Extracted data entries
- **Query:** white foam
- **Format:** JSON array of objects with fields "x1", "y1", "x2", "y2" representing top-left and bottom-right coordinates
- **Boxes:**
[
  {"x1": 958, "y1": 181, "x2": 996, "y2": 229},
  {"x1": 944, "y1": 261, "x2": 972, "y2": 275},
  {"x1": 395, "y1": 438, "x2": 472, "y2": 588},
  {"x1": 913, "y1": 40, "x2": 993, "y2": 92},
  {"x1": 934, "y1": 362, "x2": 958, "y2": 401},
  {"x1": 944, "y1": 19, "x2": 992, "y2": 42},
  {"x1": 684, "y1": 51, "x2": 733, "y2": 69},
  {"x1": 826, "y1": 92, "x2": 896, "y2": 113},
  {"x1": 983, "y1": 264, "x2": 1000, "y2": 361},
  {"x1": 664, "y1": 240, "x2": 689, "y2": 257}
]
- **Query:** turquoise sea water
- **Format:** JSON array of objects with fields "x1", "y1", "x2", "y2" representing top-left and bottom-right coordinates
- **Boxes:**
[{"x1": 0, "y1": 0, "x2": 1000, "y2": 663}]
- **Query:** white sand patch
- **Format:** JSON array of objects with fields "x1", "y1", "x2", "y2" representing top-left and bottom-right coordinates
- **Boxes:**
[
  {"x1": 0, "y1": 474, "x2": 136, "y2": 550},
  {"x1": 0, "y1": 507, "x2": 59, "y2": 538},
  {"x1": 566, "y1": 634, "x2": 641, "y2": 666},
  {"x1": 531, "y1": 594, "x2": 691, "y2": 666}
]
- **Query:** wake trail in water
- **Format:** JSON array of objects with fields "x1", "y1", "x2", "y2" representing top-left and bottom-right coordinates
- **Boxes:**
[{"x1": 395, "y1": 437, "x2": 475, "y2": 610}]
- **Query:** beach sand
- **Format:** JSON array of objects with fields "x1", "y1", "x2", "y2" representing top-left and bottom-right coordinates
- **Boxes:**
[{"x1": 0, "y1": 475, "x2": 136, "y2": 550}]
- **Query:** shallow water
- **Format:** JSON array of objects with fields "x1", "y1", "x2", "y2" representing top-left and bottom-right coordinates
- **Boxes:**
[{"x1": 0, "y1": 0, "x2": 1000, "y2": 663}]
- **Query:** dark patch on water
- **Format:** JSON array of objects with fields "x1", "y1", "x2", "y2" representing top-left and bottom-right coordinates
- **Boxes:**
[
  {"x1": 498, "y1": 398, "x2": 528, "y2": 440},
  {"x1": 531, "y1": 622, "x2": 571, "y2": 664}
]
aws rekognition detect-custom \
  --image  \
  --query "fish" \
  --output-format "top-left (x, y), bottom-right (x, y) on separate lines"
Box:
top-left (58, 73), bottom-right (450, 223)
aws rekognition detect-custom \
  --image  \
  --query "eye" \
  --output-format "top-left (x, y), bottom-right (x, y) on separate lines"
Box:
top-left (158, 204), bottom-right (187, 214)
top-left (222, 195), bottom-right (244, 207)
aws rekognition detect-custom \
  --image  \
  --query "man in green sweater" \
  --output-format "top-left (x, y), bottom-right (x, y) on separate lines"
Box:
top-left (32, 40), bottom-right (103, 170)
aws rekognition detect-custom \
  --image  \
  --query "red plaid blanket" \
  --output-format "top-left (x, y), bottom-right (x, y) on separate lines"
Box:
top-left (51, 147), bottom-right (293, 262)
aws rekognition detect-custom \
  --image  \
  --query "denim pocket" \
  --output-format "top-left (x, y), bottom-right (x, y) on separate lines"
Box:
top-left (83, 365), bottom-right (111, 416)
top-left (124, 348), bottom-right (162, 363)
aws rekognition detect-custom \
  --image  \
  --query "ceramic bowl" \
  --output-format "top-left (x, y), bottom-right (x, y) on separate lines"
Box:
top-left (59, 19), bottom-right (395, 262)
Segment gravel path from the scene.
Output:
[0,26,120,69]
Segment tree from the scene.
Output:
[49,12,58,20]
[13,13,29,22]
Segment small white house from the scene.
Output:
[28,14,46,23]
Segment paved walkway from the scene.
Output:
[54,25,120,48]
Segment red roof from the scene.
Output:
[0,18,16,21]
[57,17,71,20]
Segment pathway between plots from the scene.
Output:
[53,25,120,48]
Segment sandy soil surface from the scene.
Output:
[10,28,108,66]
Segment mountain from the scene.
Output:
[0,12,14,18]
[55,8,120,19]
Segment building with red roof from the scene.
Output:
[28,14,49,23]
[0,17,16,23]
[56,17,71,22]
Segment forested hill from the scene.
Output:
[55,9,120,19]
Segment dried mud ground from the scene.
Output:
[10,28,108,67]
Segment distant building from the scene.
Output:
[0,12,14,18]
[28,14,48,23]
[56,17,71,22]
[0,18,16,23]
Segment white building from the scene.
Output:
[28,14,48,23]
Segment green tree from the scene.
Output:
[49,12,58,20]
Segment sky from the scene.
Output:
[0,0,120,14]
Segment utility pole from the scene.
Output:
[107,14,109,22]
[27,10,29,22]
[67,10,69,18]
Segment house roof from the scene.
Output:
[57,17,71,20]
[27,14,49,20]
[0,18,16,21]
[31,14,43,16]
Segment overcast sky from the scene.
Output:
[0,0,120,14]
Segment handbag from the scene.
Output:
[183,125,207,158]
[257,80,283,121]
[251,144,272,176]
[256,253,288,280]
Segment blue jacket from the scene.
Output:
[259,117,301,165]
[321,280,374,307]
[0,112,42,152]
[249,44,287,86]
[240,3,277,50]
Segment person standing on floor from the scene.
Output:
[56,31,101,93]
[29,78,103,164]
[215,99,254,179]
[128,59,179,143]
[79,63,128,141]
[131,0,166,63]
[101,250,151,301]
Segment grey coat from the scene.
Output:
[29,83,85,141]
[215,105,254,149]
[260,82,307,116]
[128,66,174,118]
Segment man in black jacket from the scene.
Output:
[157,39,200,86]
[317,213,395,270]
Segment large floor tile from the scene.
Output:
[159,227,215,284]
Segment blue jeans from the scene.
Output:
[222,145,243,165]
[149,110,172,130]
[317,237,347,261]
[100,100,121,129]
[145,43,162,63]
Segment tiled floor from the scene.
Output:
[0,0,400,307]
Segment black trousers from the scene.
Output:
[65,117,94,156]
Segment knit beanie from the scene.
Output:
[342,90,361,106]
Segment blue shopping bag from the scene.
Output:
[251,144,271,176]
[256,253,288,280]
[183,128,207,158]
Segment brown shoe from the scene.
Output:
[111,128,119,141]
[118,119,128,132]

[Written problem]
Recast the lines from the one containing "Segment person standing" through the end of the lines, inclusive, as a two-column CSV with the header input,output. Give one row per entry, placing its text and its answer each in a single quoted field with line breaks replaced by spaces.

[Reply]
input,output
"Segment person standing on floor from the scene. Output:","[56,31,101,93] [29,78,103,164] [215,99,254,179] [128,59,179,143] [79,63,128,141] [131,0,166,63] [101,250,151,301]"
"Segment grey coat from the scene. Output:","[29,83,85,141] [215,105,254,149] [260,82,307,116] [128,66,174,118]"
"Segment man in black jacket from the scene. Output:","[157,39,200,86] [317,213,395,270]"
"Segment large floor tile from the scene. Output:","[159,227,215,284]"
"Segment blue jeans from the scene. Output:","[222,145,243,165] [149,110,172,130] [317,237,347,261] [100,100,121,129] [145,43,162,63]"
"Segment tiled floor from the scene. Output:","[0,0,400,307]"
"Segment black trousers from the scene. Output:","[65,117,94,156]"
"Segment knit beanie from the scene. Output:","[342,90,361,106]"
"Segment blue shopping bag from the scene. Output:","[251,144,271,176] [256,253,288,280] [183,128,207,158]"
"Segment brown shoe from the scene. Output:","[111,128,119,141] [118,119,128,132]"